BEGIN Passage

No matter how much sex there can be or how generous your pay checks come, you still have not experienced real amazement until you’ve been to a Chicago-style poetry slam. For four years, the end of February and beginning of March has marked the season in which I unleashed my craft. As a freshman in high school a new world adopted me; I became a slam poet.  In these seasons I wrote to be recognized by a community of poetic giants, who spoke through images clamoring for points, and who aroused audiences causing their members to break the chairs in front of them. Louder Than A Bomb (LTAB), Chicago’s annual city-wide youth poetry slam festival, pulled my school into a writing process that I now understand to be an element of distinguished poets. I have seen five generations of poets evolve. Yesterday I witnessed my alma mater’s fifth collective of LTAB preliminary bouts and I could not be more proud of the dynasty that I have succeeded. But bigger than my own dynasty I realized—as a non-poet this year— the value of my city’s poetry community.

It felt good to listen to slam poetry with polished writing: burned cliches, balanced diction, and powerful images. A poetry slam is a compettition in which writers have 3 minutes to perform a piece, that will afterward will be judged. Judges are selected audience members who hold up a score from 1 to 10. Often, poets advance in a slam with a gimmick of a voice, which clouds out the bad writing. My homecoming from Philly always anticipates the escape of such abomination, but my time in the “Chi” always reminds me that “the point is not the points, the point is the poetry.” You see when a poem is writen with the likes of G-d, the words linger in your soul’s ear, blocking in effect, the announcement of scores. Some artists never see their work in drafts, what takes poetry from simple expression and makes it into a craft. Away from home, slam doesn’t make sense like it used to; the poets seem to be content with winning praise for less than bonified writing while the audience settles. Theres no denial that I’m spoiled; raised by great poets such as Molly Meacham, Billy Tuggle, Kevin Coval, Robbie Q., Avery R Young, and Brian Telles, I’m proud to be a hard-to-please brat of poetry.

END Passage

▸ Stated goal 1:
Answer these questions using the passage about slam poetry.
(a) What is the full name of the festival abbreviated as LTAB?
(b) How many minutes do writers have to perform a piece in a poetry slam?
(c) What range of scores do the judges hold up?
▸ Stated goal 2: Carry on the passage about slam poetry from its final sentence, keeping its first-person voice.

BEGIN Items

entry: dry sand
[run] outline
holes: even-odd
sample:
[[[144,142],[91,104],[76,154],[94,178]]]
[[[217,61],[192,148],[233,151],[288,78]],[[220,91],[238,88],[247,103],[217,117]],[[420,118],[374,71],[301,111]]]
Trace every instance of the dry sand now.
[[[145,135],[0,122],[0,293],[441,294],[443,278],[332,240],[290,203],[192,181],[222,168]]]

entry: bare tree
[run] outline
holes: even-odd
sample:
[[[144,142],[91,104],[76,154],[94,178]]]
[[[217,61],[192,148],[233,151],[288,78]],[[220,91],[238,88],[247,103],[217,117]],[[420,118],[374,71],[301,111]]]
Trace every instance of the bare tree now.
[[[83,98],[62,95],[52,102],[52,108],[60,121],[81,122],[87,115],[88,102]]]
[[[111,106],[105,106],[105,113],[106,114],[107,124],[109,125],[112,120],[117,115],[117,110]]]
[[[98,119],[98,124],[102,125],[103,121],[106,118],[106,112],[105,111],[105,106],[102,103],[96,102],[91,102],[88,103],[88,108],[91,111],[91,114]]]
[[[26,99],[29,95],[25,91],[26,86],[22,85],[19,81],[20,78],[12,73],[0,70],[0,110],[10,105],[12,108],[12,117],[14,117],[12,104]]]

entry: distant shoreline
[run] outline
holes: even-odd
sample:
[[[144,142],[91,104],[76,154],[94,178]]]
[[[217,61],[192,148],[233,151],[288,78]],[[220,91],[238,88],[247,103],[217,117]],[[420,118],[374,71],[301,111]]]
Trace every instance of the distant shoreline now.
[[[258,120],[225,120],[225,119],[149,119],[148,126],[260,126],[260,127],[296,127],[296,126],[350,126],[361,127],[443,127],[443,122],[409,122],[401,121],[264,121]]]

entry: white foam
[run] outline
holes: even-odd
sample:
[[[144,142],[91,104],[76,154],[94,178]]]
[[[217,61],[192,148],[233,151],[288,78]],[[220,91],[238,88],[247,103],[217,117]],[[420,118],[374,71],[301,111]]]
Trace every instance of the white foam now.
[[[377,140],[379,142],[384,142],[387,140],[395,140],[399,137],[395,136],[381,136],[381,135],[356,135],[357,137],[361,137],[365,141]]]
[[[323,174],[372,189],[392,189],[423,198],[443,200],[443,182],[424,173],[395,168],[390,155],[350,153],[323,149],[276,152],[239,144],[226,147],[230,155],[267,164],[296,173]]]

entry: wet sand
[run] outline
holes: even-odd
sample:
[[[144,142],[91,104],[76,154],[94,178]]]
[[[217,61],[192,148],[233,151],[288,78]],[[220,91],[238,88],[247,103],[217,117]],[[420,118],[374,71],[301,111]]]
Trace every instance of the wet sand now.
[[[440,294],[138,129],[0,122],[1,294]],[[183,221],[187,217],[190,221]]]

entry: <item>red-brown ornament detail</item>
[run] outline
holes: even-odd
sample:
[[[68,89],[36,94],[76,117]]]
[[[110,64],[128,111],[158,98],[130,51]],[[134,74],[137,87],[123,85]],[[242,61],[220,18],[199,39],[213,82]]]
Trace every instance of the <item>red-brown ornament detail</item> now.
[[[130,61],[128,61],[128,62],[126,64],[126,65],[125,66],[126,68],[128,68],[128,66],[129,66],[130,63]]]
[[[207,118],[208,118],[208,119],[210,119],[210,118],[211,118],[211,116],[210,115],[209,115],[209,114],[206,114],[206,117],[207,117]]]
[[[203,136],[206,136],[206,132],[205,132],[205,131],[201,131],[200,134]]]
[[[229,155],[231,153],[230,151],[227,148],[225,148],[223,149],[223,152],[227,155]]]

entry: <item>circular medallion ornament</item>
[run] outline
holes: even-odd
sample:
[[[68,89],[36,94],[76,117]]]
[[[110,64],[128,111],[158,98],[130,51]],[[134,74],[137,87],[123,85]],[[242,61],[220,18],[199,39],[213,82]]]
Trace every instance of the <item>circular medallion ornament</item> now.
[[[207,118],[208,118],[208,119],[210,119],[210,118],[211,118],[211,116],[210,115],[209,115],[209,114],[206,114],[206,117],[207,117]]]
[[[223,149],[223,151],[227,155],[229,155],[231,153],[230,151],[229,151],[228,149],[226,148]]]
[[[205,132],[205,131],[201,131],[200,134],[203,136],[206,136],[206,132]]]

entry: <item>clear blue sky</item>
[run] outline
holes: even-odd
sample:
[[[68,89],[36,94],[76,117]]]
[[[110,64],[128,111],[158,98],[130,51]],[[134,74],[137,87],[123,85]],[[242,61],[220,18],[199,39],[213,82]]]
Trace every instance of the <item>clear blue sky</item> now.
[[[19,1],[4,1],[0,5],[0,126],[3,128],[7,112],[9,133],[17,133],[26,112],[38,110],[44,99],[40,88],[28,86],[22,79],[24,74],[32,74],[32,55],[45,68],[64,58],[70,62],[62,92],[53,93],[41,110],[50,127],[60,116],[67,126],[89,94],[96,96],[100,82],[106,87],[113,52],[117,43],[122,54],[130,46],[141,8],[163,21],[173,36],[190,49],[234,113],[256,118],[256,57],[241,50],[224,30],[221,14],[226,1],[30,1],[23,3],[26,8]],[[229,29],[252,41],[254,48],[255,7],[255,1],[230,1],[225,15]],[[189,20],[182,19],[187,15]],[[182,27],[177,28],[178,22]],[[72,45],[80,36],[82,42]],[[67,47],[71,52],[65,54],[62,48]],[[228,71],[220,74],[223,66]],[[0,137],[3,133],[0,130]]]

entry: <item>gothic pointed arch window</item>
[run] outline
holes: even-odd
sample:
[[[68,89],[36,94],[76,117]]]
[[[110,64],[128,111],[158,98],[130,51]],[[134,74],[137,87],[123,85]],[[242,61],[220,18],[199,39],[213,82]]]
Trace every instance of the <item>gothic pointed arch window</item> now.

END Items

▸ Final answer 1:
(a) Louder Than A Bomb
(b) 3 minutes
(c) From 1 to 10

▸ Final answer 2:
Semi-finals of the high school division of LTAB come tomorrow and words will be thrown. We always want the deserving team to be championed, even if my favorite team doesn’t may the good writers leave the stage as new legends. Whoever wins in the final round represents a city with a culture that out-writes the nation. I hope that they carry on the maxim to Brave New Voices (BNV- the nation-wide youth poetry slam that LTAB champions qualify for) and teach the poets, young and old, to re-focus their craft. The point is not points, the point is the poetry.